• **What you should do**
Reproduce exactly the lines from the one that holds "Annotation task — locate each instance of the dense" through the last line of the entries, both ends included, but not the pictures.

• **Stored data entries**
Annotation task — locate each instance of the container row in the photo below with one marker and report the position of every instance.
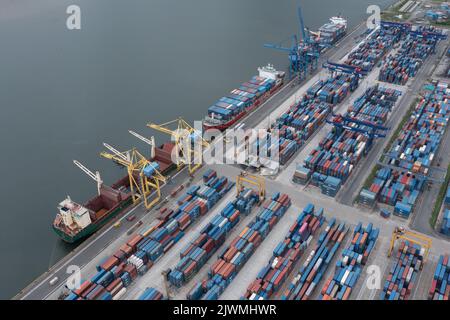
(231, 260)
(286, 254)
(311, 272)
(350, 267)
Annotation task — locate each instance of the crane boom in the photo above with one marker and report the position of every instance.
(115, 151)
(94, 176)
(150, 142)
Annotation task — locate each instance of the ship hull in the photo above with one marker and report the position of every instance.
(93, 227)
(243, 114)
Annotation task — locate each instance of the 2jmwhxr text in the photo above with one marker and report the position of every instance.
(225, 310)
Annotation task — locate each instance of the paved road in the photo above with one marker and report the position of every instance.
(41, 289)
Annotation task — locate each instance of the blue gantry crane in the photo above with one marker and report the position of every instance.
(367, 128)
(304, 54)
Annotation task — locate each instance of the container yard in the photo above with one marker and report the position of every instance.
(285, 235)
(440, 286)
(349, 268)
(398, 67)
(410, 158)
(231, 260)
(404, 272)
(332, 162)
(311, 272)
(286, 254)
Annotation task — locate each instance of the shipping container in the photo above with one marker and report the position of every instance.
(413, 152)
(440, 285)
(344, 146)
(232, 258)
(404, 272)
(350, 267)
(308, 278)
(286, 254)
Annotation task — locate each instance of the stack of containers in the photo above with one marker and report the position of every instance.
(404, 272)
(233, 257)
(241, 99)
(151, 294)
(310, 274)
(212, 236)
(330, 33)
(302, 120)
(350, 267)
(413, 151)
(440, 286)
(447, 197)
(372, 49)
(336, 88)
(399, 67)
(342, 149)
(331, 186)
(286, 254)
(445, 227)
(301, 174)
(135, 257)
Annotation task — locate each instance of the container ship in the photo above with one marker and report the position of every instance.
(243, 100)
(332, 31)
(75, 222)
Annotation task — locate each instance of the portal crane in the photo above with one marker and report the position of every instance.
(144, 175)
(94, 176)
(188, 143)
(150, 142)
(400, 233)
(303, 55)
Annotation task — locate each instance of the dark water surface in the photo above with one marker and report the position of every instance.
(62, 93)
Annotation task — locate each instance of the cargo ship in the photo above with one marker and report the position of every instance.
(332, 31)
(245, 99)
(75, 222)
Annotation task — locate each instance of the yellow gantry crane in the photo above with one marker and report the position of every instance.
(259, 182)
(411, 236)
(143, 174)
(189, 143)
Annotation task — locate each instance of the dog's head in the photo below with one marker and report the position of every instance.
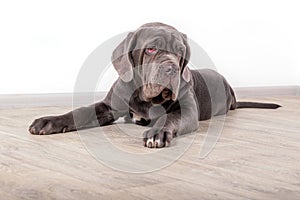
(156, 55)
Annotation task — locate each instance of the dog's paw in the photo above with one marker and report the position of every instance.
(47, 125)
(154, 138)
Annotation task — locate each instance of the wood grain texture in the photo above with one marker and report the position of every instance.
(256, 157)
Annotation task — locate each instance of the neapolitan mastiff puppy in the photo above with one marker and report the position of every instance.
(156, 88)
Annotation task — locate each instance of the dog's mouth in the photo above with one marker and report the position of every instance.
(158, 94)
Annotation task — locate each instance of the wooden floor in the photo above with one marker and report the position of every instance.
(256, 157)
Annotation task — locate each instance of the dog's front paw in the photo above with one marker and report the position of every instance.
(47, 125)
(155, 138)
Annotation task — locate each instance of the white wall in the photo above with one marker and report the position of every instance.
(44, 43)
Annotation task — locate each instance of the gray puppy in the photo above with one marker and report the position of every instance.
(156, 88)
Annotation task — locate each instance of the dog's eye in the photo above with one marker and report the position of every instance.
(151, 50)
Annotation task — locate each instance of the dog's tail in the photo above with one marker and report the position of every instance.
(242, 104)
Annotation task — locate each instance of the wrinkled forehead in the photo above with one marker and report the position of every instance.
(160, 38)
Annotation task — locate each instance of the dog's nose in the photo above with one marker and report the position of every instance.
(171, 69)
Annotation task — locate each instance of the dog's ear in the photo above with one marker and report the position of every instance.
(122, 60)
(186, 73)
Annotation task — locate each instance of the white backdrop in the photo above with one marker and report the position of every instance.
(44, 43)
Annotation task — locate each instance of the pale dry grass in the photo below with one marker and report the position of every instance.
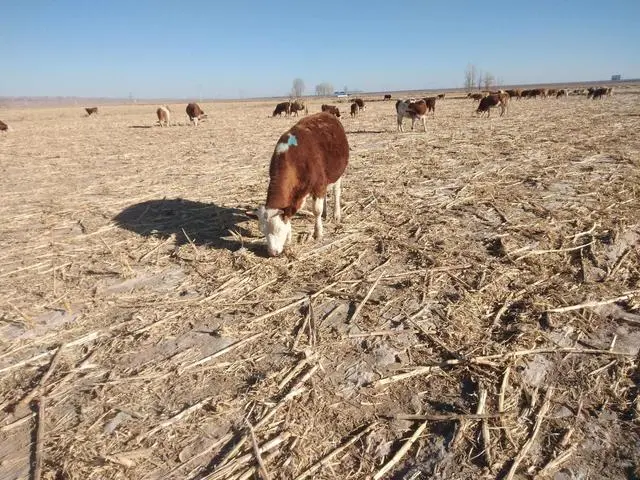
(128, 258)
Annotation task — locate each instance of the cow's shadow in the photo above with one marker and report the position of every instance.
(205, 224)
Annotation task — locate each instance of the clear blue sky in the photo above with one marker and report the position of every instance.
(243, 48)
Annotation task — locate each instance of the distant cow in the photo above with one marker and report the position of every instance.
(284, 107)
(533, 93)
(164, 115)
(296, 107)
(194, 113)
(332, 109)
(431, 104)
(598, 93)
(413, 110)
(490, 101)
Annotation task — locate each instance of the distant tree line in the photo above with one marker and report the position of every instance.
(324, 89)
(473, 77)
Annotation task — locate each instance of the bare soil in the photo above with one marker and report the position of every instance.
(143, 328)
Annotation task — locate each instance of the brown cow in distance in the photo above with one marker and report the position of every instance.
(431, 104)
(413, 110)
(490, 101)
(195, 113)
(284, 107)
(597, 93)
(164, 115)
(332, 109)
(515, 93)
(296, 107)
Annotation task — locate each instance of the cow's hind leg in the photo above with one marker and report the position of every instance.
(318, 207)
(325, 207)
(337, 190)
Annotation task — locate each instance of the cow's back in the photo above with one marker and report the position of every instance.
(322, 140)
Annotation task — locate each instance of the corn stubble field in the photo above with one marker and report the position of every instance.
(145, 334)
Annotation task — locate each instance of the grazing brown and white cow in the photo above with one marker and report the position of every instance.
(164, 115)
(195, 113)
(296, 107)
(332, 109)
(308, 158)
(413, 110)
(284, 107)
(490, 101)
(431, 104)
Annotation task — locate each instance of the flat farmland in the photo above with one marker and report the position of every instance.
(475, 314)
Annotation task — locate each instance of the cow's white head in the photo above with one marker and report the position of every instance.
(274, 226)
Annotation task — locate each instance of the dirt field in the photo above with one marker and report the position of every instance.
(417, 340)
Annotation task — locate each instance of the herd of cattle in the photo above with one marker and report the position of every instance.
(415, 109)
(313, 154)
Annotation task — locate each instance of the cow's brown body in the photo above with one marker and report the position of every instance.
(316, 158)
(332, 109)
(194, 112)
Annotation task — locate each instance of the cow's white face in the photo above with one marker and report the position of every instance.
(275, 228)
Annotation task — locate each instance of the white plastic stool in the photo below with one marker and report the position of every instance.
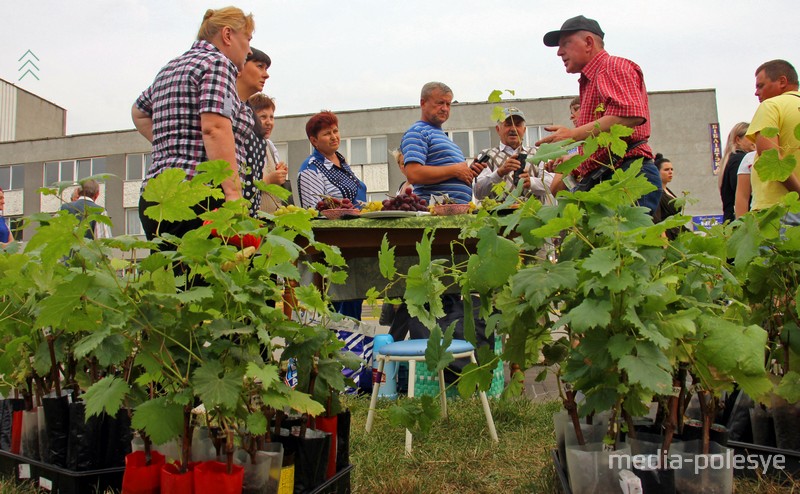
(413, 351)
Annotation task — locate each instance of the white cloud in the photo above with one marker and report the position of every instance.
(96, 57)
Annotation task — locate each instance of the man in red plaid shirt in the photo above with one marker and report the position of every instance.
(612, 91)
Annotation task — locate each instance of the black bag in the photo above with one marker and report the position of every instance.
(56, 415)
(342, 440)
(7, 409)
(85, 445)
(116, 439)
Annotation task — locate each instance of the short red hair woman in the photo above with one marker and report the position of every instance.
(326, 172)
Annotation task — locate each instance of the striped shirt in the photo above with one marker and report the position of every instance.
(319, 177)
(428, 145)
(202, 80)
(614, 86)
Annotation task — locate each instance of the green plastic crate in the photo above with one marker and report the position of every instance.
(426, 382)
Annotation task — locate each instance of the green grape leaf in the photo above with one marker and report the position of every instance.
(789, 388)
(474, 377)
(88, 343)
(731, 348)
(539, 282)
(515, 386)
(770, 132)
(386, 259)
(160, 419)
(495, 96)
(602, 261)
(497, 114)
(61, 304)
(268, 375)
(256, 423)
(745, 242)
(649, 367)
(591, 313)
(770, 166)
(416, 415)
(217, 386)
(620, 345)
(436, 355)
(495, 261)
(106, 395)
(173, 196)
(311, 298)
(552, 150)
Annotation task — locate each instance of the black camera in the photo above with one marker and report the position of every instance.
(521, 157)
(482, 159)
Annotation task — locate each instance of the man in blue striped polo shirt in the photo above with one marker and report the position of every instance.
(433, 162)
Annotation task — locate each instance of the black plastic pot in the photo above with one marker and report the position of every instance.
(655, 481)
(787, 427)
(55, 479)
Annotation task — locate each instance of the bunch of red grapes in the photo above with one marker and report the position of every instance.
(407, 201)
(329, 202)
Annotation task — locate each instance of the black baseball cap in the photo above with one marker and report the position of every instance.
(579, 23)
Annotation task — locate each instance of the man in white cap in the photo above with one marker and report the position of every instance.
(502, 163)
(612, 91)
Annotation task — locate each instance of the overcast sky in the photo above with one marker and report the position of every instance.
(95, 57)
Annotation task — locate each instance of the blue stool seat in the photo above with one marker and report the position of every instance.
(413, 351)
(416, 348)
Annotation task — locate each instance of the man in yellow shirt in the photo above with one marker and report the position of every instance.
(777, 91)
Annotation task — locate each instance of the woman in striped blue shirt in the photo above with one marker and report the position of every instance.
(326, 172)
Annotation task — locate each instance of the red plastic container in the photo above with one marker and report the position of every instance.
(212, 477)
(174, 482)
(141, 478)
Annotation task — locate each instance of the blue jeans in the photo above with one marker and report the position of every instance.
(651, 173)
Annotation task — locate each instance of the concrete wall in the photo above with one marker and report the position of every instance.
(38, 118)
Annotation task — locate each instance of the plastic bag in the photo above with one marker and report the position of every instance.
(212, 477)
(256, 475)
(44, 441)
(141, 478)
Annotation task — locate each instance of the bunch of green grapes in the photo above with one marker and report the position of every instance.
(291, 208)
(489, 203)
(372, 206)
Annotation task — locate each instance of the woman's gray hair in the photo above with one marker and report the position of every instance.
(430, 87)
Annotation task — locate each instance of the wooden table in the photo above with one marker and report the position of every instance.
(359, 240)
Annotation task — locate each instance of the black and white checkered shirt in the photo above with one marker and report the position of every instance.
(202, 80)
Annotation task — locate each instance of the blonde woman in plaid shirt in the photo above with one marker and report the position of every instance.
(192, 113)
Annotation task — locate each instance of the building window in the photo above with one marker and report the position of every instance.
(363, 150)
(72, 170)
(471, 142)
(133, 225)
(136, 165)
(14, 226)
(12, 177)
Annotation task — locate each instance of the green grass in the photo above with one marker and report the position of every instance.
(457, 455)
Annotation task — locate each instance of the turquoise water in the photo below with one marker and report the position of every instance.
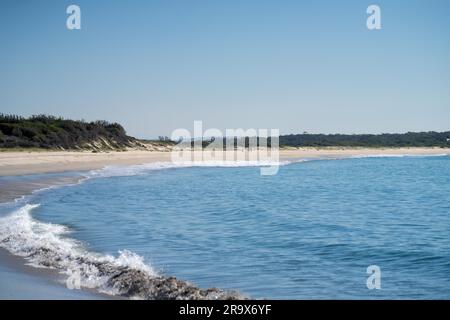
(310, 231)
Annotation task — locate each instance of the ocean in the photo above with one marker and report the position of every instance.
(309, 232)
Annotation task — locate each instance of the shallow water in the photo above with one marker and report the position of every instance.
(308, 232)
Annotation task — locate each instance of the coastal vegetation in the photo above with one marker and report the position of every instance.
(49, 132)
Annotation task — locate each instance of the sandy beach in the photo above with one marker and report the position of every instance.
(34, 162)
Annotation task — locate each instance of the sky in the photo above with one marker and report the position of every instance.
(158, 65)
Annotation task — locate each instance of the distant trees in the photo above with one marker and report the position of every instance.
(410, 139)
(44, 131)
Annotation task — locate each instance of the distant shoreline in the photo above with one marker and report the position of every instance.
(13, 163)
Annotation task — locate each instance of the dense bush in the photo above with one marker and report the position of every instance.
(42, 131)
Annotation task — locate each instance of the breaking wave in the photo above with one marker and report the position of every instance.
(113, 171)
(48, 245)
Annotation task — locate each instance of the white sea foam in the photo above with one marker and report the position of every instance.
(48, 245)
(404, 155)
(117, 171)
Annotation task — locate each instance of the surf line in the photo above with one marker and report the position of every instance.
(191, 310)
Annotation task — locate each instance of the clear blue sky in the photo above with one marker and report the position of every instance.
(158, 65)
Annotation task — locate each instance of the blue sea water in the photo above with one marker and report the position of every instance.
(309, 232)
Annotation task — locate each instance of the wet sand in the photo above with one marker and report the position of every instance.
(34, 162)
(20, 281)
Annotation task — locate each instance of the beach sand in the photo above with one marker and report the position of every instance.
(19, 281)
(34, 162)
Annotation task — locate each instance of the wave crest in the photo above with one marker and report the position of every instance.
(47, 245)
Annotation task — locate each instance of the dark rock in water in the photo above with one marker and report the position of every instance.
(135, 283)
(104, 273)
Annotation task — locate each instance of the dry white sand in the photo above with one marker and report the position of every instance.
(20, 163)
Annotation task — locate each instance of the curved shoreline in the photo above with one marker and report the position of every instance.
(168, 287)
(36, 162)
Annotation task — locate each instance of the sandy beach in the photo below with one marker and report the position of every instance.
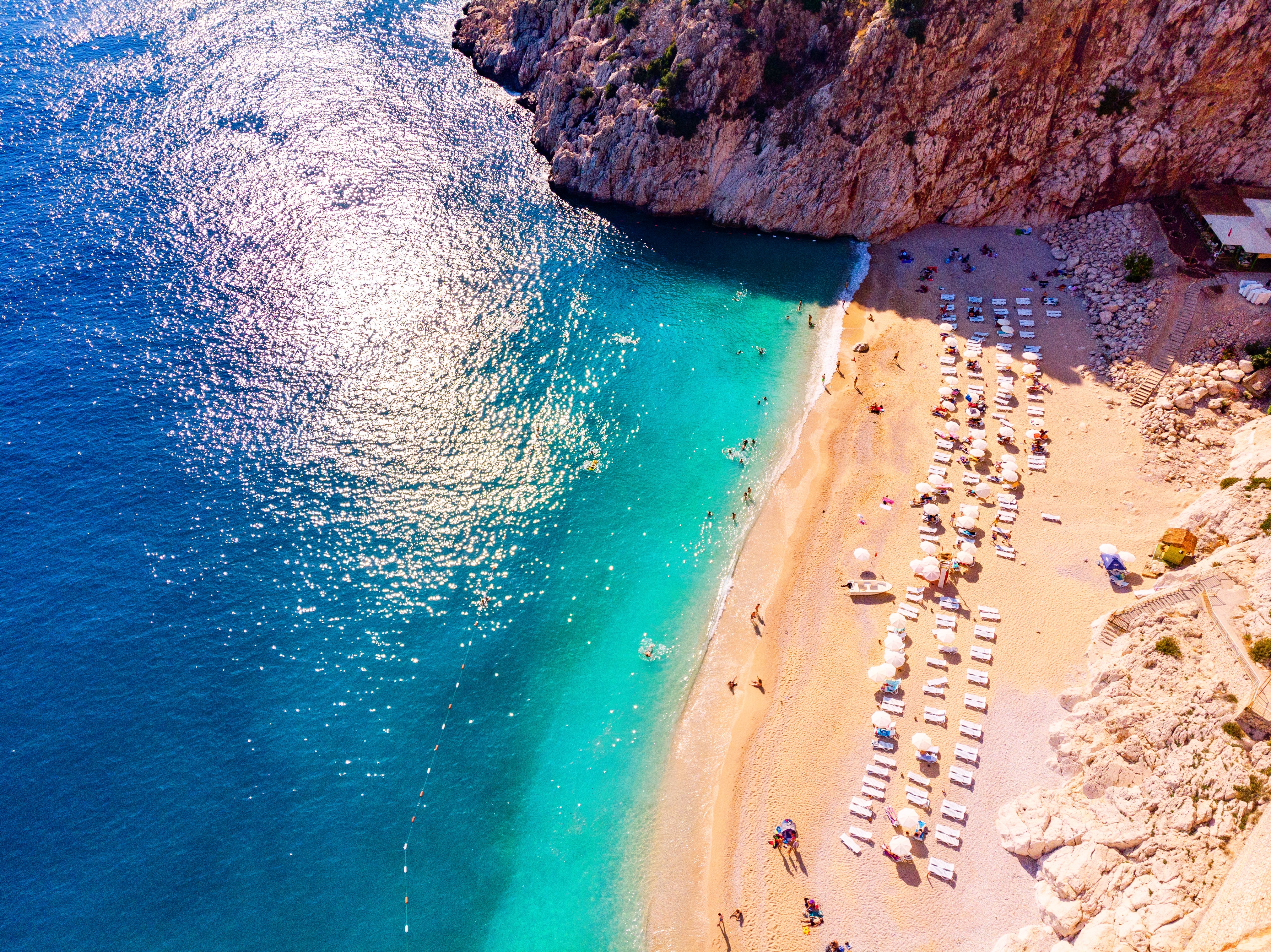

• **Reply to the exercise**
Annotation task — locate each instance of the dense bush in the photo above with one marker and report the position of every instance.
(42, 131)
Annotation task — locate each instance of the breaking wave in the photo above with one marker and report the position of every instance.
(113, 171)
(48, 245)
Annotation task — locate each instance of the white sea foam in the photo above with one marker and report the position of every instance.
(48, 245)
(404, 155)
(117, 171)
Annotation task — locate each instance of the surf line in the photo above with one marker and report the position of every instance.
(191, 310)
Annotation task — locate each instance of the clear blue sky in the photo above with one marker and report the position of every instance.
(158, 65)
Annotation task — locate each instance of the blue sea water in the photo above with one marker and report the position of every instance.
(309, 232)
Annotation task — locate each instance of the wet sand in the photo above with one marker and report the position of every instance.
(34, 162)
(20, 281)
Annotation task — locate each instance of the beach sand in the photo above with one marker and report the position of every instance.
(19, 281)
(34, 162)
Annotation task — locate each instance of the wave crest in the photo above with one marker and report the position of every instance.
(47, 245)
Annotation task — locate each instance of the dark rock in water in the photo above with one marker and report the position of every instance.
(135, 283)
(104, 273)
Annotation task — locate each instance of the dry white sand in the photo above with one marker and report the position of every instance.
(20, 163)
Annotation task — locate each instance of the curved shoreline in the photo above with one marker and report the position of every instance.
(168, 287)
(36, 162)
Annotation task — locate each instance of the sandy beach in the photo below with one marker and report the position of every instance.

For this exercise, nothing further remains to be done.